## Prompt 1
Edit the passage on Madagascar's history starting at "On October 1, 1776, the" and ending at "Congregationalism, and Anglicanism.", replacing "slave trade" with "slave traffic".
## Prompt 2
Carry on the passage about Madagascar's history from its last sentence.

## Passage
• • • •

During the Middle Ages, the chiefs of the different settlements began to extend their power through trade with Indian Ocean neighbors, notably East Africa, the Middle East and India. Large chiefdoms began to dominate considerable areas of the island. Among these were the Sakalava chiefdoms of the Menabe, centered in what is now the town of Morondava, and of Boina, centered in what is now the provincial capital of Mahajanga (Majunga). The influence of the Sakalava extended across what is now the provinces of Antsiranana, Mahajanga and Toliara. But with the domination of the Indian Ocean by the British fleet and the end of the Arab slave trade, the Sakalava would lose their power to the emerging Merina threat. For a short time the Betsimisaraka of the east coast also unified, but this unification was short-lived.

On October 1, 1776, the natives of Madagascar elected Móric Benovsky King / Emperor (Ampansacabé) of Madagascar on the Mahevelou plane. 

Beginning in the 1790s, Merina rulers succeeded in establishing hegemony over the major part of the island, including the coast. In 1817, the Merina ruler and the British governor of Mauritius concluded a treaty abolishing the slave trade, which had been important in Madagascar's economy. In return, the island received British military and financial assistance. British influence remained strong for several decades, during which the Merina court was converted to Presbyterianism, Congregationalism, and Anglicanism.

• • • •

## Supplied material

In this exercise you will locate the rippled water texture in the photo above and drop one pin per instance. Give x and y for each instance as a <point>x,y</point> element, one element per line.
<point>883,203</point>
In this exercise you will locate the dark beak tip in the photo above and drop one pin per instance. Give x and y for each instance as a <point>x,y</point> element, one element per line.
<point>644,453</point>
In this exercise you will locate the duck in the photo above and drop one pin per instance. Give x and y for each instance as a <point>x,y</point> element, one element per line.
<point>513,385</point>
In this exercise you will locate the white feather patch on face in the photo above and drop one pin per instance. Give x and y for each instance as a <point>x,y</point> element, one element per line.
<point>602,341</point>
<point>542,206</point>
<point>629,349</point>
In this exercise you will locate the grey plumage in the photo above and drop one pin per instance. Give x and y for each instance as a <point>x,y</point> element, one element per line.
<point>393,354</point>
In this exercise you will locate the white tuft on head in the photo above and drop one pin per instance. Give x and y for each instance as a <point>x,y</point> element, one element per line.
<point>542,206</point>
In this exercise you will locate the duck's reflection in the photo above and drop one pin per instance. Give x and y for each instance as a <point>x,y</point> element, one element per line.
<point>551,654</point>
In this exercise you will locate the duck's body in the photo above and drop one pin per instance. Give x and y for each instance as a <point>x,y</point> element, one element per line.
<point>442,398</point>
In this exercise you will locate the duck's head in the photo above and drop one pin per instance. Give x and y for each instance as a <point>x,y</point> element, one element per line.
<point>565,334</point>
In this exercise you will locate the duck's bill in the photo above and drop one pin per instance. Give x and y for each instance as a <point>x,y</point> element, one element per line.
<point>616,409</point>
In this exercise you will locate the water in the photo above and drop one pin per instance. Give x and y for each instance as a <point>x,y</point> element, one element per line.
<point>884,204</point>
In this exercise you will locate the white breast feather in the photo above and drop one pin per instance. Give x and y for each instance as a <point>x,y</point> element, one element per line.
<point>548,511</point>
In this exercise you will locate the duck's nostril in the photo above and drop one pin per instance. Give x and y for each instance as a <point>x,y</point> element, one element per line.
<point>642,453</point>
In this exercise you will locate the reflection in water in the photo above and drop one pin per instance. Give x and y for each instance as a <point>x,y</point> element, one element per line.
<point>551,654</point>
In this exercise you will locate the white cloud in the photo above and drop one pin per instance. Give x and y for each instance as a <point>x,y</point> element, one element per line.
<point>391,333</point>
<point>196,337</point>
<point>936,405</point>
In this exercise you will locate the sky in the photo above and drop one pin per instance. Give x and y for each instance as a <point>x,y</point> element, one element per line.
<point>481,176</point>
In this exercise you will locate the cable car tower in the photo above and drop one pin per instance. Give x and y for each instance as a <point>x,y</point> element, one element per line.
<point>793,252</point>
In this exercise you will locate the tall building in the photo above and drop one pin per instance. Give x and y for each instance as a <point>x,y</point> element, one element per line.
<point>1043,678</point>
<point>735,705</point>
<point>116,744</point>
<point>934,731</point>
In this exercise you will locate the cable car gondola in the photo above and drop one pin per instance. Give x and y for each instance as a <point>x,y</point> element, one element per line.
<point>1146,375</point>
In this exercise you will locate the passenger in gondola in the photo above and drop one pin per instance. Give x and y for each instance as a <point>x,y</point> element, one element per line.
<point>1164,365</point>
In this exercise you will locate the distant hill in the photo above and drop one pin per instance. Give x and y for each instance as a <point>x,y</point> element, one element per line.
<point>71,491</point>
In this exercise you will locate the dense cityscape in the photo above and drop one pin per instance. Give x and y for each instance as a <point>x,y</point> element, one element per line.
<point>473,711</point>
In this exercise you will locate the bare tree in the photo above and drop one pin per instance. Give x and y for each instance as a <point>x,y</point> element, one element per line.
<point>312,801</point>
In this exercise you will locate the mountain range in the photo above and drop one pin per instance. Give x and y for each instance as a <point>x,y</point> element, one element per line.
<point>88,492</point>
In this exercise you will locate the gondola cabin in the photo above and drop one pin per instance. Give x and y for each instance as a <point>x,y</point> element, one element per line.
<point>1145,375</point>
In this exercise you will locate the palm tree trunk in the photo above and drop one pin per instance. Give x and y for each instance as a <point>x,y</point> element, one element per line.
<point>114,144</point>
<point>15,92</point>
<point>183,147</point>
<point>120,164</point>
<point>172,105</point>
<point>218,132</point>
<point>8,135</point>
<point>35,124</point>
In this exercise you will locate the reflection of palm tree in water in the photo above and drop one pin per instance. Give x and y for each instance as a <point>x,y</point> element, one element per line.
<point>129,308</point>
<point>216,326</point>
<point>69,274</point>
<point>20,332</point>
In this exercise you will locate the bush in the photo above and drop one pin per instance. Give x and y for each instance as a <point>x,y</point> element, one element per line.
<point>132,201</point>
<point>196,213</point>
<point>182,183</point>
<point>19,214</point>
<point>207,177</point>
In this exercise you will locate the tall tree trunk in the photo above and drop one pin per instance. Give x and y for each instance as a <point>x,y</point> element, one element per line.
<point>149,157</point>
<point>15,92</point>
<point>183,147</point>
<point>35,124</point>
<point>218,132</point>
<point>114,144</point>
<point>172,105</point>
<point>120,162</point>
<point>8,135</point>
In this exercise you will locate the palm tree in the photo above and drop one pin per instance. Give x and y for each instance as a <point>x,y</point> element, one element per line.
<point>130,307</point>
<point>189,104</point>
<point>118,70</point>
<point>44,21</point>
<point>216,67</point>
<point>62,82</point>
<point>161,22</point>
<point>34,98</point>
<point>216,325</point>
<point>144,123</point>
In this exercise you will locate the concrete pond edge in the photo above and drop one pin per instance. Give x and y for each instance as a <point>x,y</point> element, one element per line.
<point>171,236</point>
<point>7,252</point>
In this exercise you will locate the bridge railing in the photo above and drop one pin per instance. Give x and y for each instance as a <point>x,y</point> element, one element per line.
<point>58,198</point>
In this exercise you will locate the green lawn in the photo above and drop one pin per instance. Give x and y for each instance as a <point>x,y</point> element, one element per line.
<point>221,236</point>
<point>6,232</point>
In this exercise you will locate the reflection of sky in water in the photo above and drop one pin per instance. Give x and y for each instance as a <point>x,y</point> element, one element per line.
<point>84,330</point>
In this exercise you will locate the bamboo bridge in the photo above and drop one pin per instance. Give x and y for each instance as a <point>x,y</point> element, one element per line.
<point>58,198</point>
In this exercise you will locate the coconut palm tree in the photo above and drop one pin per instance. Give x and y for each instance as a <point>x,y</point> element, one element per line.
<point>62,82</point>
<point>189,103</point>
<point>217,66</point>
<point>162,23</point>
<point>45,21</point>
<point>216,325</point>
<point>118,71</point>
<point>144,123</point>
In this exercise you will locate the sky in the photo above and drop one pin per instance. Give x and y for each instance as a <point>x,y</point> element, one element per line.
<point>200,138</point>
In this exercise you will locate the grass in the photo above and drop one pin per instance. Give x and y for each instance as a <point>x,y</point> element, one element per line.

• • • •

## Answer section 1
On October 1, 1776, the natives of Madagascar elected Móric Benovsky King / Emperor (Ampansacabé) of Madagascar on the Mahevelou plane. 

Beginning in the 1790s, Merina rulers succeeded in establishing hegemony over the major part of the island, including the coast. In 1817, the Merina ruler and the British governor of Mauritius concluded a treaty abolishing the slave traffic, which had been important in Madagascar's economy. In return, the island received British military and financial assistance. British influence remained strong for several decades, during which the Merina court was converted to Presbyterianism, Congregationalism, and Anglicanism.

## Answer section 2
France invaded Madagascar in 1883 in what became known as the first Franco-Hova War (Hova being the name of the Merina aristocrats), seeking to restore property that had been confiscated from French citizens. At the war's end, Madagascar ceded Antsiranana (Diego Suarez) on the northern coast to France and paid 560,000 gold francs to the heirs of Joseph-François Lambert. The British accepted the imposition of a French protectorate over Madagascar in 1885 in return for eventual control over Zanzibar (now part of Tanzania) and as part of an overall definition of spheres of influence in the area.

In Europe, meanwhile, diplomats partitioning the African continent worked out an agreement whereby Britain, to obtain the Sultanate of Zanzibar, ceded its share of Heligoland to Germany and renounced all claims to Madagascar in favor of France. In 1895, a French flying column landed in Mahajanga (Majunga) and marched to the capital, Antananarivo, where the city's defenders were taken by surprise, as they were expecting an attack from the much closer east coast. Twenty French soldiers died fighting and 6,000 died of malaria and other diseases before the second Franco-Hova War ended.

Absolute French control over Madagascar was established by military force in 1895-1896, and in 1896 the French Parliament voted to annex Madagascar. The 103-year-old Merina monarchy ended with the royal family being sent into exile in Algeria. In December 1904, the Russian Baltic Fleet stopped at Diego Suarez for coal and provisions before sailing on to its doomed encounter with the Japanese Fleet in the Battle of Tsushima. Before leaving port the Russian sailors were required to put ashore the animals they had acquired, including monkeys, boa constrictors and one crocodile.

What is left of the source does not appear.